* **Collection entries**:
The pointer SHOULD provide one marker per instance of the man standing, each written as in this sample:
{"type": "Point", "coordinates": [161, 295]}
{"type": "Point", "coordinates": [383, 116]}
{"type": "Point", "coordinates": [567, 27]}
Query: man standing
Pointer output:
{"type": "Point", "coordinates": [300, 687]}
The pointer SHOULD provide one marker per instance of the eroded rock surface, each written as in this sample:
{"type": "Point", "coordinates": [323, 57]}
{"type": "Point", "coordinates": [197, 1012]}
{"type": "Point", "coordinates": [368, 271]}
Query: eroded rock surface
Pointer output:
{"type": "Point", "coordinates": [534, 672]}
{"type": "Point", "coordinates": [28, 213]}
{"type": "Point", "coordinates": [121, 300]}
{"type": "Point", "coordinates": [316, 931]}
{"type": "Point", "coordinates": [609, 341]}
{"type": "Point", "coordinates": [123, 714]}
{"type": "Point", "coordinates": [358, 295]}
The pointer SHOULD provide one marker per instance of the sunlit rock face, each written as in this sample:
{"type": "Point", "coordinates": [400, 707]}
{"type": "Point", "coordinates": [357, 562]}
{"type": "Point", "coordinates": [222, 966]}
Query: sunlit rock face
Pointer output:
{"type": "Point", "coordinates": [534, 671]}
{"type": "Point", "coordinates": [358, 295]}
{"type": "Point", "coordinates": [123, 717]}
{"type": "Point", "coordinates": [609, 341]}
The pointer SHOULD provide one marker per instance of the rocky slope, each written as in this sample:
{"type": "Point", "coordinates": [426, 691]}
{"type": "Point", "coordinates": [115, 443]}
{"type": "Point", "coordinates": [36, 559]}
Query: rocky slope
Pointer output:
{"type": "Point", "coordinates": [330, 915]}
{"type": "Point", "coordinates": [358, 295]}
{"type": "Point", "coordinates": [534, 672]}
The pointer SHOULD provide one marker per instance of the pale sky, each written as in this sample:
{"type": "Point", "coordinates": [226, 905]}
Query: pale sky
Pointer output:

* **THE PROBLEM**:
Begin at the line containing "The pointer SHOULD provide one marker per instance of the sunlit" and reproduce each line through the end of the records above.

* **SOLUTION**:
The pointer SHOULD provide one marker per instance of the sunlit rock face, each written as in this sample:
{"type": "Point", "coordinates": [400, 707]}
{"type": "Point", "coordinates": [357, 562]}
{"type": "Point", "coordinates": [222, 966]}
Query: sunlit rock face
Pointer output:
{"type": "Point", "coordinates": [534, 671]}
{"type": "Point", "coordinates": [358, 295]}
{"type": "Point", "coordinates": [123, 717]}
{"type": "Point", "coordinates": [609, 341]}
The pointer SHOULD provide one marker per instance of the rocky slope, each written as in this sample:
{"type": "Point", "coordinates": [426, 691]}
{"type": "Point", "coordinates": [115, 443]}
{"type": "Point", "coordinates": [36, 559]}
Query: rocky slope
Pointer output:
{"type": "Point", "coordinates": [330, 915]}
{"type": "Point", "coordinates": [358, 295]}
{"type": "Point", "coordinates": [534, 672]}
The pointer SHOULD provide one marker per instance of the pale sky, each written as in this sample:
{"type": "Point", "coordinates": [226, 905]}
Query: pale sky
Pointer output:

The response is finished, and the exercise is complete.